TASK ->
In each record below, replace "ribbed cactus stem" with "spiny cactus stem" and write out the lines again with nothing else changed. Leave the pictures out.

====================

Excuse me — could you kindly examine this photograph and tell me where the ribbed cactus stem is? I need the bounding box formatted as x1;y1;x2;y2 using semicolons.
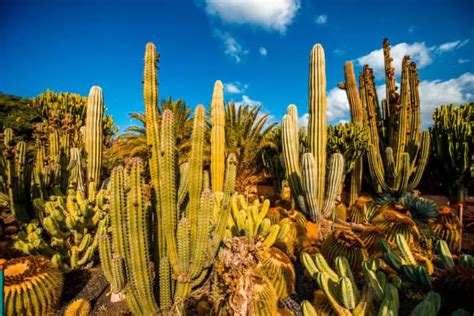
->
85;86;104;195
127;158;158;314
343;61;364;205
143;43;166;266
211;80;225;192
308;44;327;209
159;110;179;273
187;105;206;245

====================

RESULT FOR THIS TASK ->
Excuse me — could you kindly examine this photograph and tell me where the spiny cactus stem is? I need the bounding box formatted as x1;y1;x2;y2 using semicolons.
->
85;86;104;195
127;158;158;314
343;61;364;205
143;43;166;266
211;80;225;192
308;44;327;209
159;110;179;273
187;105;206;245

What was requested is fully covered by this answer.